'''

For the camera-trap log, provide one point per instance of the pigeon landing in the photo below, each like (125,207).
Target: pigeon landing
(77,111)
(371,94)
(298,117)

'''

## Objective
Please retype every row above without changing a single character.

## Exercise answer
For the camera-trap log, provide one point per instance of the pigeon landing in the photo below, each like (125,207).
Target: pigeon landing
(77,111)
(371,94)
(298,117)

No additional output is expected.